## Problem set
**a.** From the vmscan patch message, quote everything from "To: Andrew Morton;" down to "insertions(+), 5 deletions(-)".
**b.** In the vmscan patch message, what does the memcg hierarchy walk use as an exit condition?
**c.** Continue the vmscan slab-shrinking patch message from where it stops.

## Document section

_____

* [PATCH] mm: vmscan: count slab shrinking results after each shrink_slab()
@ 2015-10-19 18:13 Johannes Weiner
2015-10-20 12:19 ` Vladimir Davydov
0 siblings, 1 reply; 4+ messages in thread
From: Johannes Weiner @ 2015-10-19 18:13 UTC (permalink / raw)
To: Andrew Morton; +Cc: Vladimir Davydov, linux-mm, cgroups, linux-kernel
cb731d6 ("vmscan: per memory cgroup slab shrinkers") sought to
optimize accumulating slab reclaim results in sc->nr_reclaimed only
once per zone, but the memcg hierarchy walk itself uses
sc->nr_reclaimed as an exit condition. This can lead to overreclaim.
Signed-off-by: Johannes Weiner <hannes@cmpxchg.org>
---
mm/vmscan.c | 19 ++++++++++++++-----
1 file changed, 14 insertions(+), 5 deletions(-)

_____

## Record set

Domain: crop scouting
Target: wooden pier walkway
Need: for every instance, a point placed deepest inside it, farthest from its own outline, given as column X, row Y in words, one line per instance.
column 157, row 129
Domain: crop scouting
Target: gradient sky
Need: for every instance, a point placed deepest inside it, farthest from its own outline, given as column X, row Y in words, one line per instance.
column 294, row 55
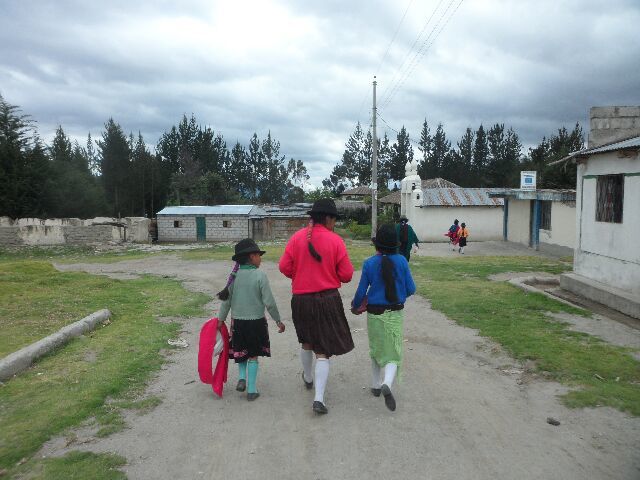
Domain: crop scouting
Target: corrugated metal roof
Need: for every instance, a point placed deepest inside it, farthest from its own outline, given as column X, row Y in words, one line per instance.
column 460, row 197
column 357, row 191
column 251, row 210
column 629, row 143
column 565, row 195
column 438, row 183
column 394, row 197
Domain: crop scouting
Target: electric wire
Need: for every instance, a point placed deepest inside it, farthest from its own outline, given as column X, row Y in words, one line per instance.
column 423, row 50
column 410, row 51
column 384, row 57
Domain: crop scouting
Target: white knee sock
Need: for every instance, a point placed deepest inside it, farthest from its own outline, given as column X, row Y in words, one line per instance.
column 322, row 374
column 306, row 357
column 375, row 374
column 390, row 370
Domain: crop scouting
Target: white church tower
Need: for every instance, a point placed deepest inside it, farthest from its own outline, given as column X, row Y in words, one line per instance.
column 410, row 190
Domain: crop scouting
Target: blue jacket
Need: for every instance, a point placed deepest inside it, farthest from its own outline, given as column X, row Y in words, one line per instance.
column 372, row 284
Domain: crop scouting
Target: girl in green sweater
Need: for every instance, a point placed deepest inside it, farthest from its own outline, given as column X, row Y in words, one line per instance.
column 246, row 296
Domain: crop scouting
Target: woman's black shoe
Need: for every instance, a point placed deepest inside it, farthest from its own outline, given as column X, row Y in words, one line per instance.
column 319, row 408
column 389, row 401
column 309, row 385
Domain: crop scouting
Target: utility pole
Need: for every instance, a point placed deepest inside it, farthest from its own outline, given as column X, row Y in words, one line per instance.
column 374, row 169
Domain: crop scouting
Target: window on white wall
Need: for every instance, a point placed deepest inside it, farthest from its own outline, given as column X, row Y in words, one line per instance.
column 545, row 215
column 609, row 198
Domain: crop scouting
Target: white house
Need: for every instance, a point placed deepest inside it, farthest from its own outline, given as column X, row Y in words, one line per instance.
column 432, row 210
column 607, row 258
column 540, row 219
column 228, row 223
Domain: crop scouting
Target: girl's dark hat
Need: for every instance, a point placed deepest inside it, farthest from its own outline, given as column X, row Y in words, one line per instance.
column 386, row 237
column 245, row 247
column 324, row 205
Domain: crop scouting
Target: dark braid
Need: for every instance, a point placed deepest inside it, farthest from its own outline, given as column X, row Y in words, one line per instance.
column 224, row 293
column 388, row 275
column 320, row 218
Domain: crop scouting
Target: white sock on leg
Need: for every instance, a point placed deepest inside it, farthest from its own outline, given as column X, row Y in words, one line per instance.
column 390, row 370
column 306, row 357
column 375, row 374
column 322, row 374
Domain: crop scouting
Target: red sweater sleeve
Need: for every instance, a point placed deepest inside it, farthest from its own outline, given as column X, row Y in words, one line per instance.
column 287, row 263
column 344, row 268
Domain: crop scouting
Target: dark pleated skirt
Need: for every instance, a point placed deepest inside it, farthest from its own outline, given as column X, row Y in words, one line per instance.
column 249, row 338
column 320, row 321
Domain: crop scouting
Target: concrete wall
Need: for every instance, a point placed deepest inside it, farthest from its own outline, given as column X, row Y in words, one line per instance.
column 608, row 252
column 563, row 226
column 239, row 227
column 215, row 230
column 431, row 223
column 612, row 124
column 71, row 231
column 563, row 221
column 518, row 221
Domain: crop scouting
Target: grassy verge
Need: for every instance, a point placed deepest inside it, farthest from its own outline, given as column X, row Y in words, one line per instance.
column 92, row 376
column 602, row 374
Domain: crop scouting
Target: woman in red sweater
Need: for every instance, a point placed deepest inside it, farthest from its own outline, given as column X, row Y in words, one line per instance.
column 317, row 262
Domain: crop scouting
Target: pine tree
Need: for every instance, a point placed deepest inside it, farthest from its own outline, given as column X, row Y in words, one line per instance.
column 425, row 170
column 24, row 166
column 115, row 166
column 274, row 185
column 464, row 160
column 480, row 158
column 440, row 163
column 401, row 153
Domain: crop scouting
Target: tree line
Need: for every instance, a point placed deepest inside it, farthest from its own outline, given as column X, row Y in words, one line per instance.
column 118, row 175
column 481, row 158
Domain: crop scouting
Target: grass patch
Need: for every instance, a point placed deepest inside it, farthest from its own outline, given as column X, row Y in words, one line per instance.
column 74, row 466
column 72, row 384
column 519, row 322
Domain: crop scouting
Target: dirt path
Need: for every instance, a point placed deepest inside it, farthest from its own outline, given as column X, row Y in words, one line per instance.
column 465, row 410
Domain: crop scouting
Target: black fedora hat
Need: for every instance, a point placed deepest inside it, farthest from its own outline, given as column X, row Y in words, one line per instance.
column 324, row 205
column 245, row 247
column 386, row 237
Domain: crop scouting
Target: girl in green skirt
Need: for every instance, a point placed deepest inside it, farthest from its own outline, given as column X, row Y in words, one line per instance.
column 385, row 284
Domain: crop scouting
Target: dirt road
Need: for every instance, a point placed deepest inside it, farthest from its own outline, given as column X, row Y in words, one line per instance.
column 465, row 410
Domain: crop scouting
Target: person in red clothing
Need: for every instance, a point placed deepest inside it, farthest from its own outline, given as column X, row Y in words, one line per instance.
column 317, row 262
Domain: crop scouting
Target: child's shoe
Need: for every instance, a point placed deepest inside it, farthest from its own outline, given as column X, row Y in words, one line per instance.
column 389, row 401
column 319, row 408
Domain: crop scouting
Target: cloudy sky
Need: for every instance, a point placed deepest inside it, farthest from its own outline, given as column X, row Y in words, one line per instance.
column 304, row 70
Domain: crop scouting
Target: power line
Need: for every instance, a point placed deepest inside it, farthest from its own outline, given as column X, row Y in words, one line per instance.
column 398, row 133
column 384, row 57
column 423, row 49
column 410, row 51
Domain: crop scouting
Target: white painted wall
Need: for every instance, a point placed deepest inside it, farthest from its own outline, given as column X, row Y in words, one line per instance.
column 518, row 221
column 431, row 223
column 608, row 252
column 563, row 226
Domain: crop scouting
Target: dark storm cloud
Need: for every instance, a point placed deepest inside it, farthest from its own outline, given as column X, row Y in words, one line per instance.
column 304, row 71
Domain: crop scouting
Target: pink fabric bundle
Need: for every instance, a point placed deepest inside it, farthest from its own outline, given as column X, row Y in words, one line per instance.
column 208, row 334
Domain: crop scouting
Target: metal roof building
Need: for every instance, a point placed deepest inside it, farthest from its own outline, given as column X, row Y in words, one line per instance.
column 460, row 197
column 228, row 222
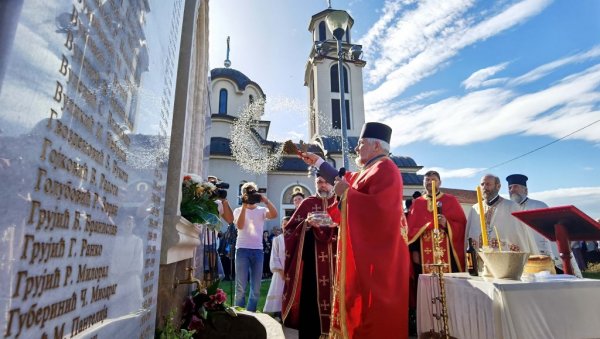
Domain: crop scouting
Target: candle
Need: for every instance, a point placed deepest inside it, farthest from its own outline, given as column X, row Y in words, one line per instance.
column 482, row 218
column 498, row 237
column 434, row 204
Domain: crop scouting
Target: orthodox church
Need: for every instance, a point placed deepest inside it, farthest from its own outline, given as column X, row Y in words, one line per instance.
column 232, row 90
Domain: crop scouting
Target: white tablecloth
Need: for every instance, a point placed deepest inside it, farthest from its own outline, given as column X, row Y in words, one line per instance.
column 498, row 308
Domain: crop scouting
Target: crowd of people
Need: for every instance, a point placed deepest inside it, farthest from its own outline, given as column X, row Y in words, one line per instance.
column 356, row 276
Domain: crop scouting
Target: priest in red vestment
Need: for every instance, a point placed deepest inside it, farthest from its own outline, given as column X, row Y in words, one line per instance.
column 309, row 267
column 451, row 220
column 371, row 282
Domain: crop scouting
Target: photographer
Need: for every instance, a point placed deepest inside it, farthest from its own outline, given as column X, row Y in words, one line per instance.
column 222, row 204
column 250, row 222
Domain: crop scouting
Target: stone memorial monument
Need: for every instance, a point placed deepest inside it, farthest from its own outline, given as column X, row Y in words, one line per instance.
column 86, row 106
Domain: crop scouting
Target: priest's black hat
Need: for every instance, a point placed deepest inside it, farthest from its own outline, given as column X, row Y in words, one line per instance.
column 376, row 130
column 518, row 179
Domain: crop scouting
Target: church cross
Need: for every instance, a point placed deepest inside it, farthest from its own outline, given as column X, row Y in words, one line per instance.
column 323, row 256
column 227, row 48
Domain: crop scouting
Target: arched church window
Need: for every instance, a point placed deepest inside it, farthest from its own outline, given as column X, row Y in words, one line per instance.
column 322, row 30
column 334, row 79
column 223, row 101
column 287, row 205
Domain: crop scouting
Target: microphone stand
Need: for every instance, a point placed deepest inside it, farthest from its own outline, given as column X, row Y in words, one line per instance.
column 231, row 242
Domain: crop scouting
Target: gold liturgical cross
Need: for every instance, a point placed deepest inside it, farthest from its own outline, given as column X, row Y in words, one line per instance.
column 323, row 256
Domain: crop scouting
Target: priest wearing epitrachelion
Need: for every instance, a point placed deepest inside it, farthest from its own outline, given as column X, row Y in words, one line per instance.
column 371, row 283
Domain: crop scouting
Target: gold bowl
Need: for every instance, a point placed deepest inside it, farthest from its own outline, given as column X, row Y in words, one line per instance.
column 320, row 218
column 505, row 265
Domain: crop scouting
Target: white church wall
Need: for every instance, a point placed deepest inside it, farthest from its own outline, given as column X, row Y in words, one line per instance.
column 278, row 183
column 220, row 128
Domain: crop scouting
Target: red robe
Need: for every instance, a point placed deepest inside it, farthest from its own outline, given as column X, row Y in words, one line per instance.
column 371, row 285
column 324, row 247
column 420, row 227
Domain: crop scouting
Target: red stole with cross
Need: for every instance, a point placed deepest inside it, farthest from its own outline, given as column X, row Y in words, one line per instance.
column 325, row 249
column 371, row 284
column 420, row 227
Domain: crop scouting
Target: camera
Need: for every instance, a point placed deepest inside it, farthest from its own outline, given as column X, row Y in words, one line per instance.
column 251, row 197
column 221, row 192
column 222, row 189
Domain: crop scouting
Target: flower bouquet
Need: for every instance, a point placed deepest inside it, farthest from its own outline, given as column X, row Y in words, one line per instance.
column 198, row 202
column 199, row 308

_____

## Answer list
**a.**
To: Andrew Morton; +Cc: Vladimir Davydov, linux-mm, cgroups, linux-kernel
cb731d6 ("vmscan: per memory cgroup slab shrinkers") sought to
optimize accumulating slab reclaim results in sc->nr_reclaimed only
once per zone, but the memcg hierarchy walk itself uses
sc->nr_reclaimed as an exit condition. This can lead to overreclaim.
Signed-off-by: Johannes Weiner <hannes@cmpxchg.org>
---
mm/vmscan.c | 19 ++++++++++++++-----
1 file changed, 14 insertions(+), 5 deletions(-)

**b.** The memcg hierarchy walk uses sc->nr_reclaimed as its exit condition.

**c.**
diff --git a/mm/vmscan.c b/mm/vmscan.c
index 27d580b..a02654e 100644
--- a/mm/vmscan.c
+++ b/mm/vmscan.c
@@ -2441,11 +2441,18 @@ static bool shrink_zone(struct zone *zone, struct scan_control *sc,
shrink_lruvec(lruvec, swappiness, sc, &lru_pages);
zone_lru_pages += lru_pages;
- if (memcg && is_classzone)
+ if (memcg && is_classzone) {
shrink_slab(sc->gfp_mask, zone_to_nid(zone),
memcg, sc->nr_scanned - scanned,
lru_pages);
+ if (reclaim_state) {
+ sc->nr_reclaimed +=
+ reclaim_state->reclaimed_slab;
+ reclaim_state->reclaimed_slab = 0;
+ }
+ }
+
/*
* Direct reclaim and kswapd have to scan all memory
* cgroups to fulfill the overall scan target for the
@@ -2467,14 +2474,16 @@ static bool shrink_zone(struct zone *zone, struct scan_control *sc,
* Shrink the slab caches in the same proportion that
* the eligible LRU pages were scanned.
*/
- if (global_reclaim(sc) && is_classzone)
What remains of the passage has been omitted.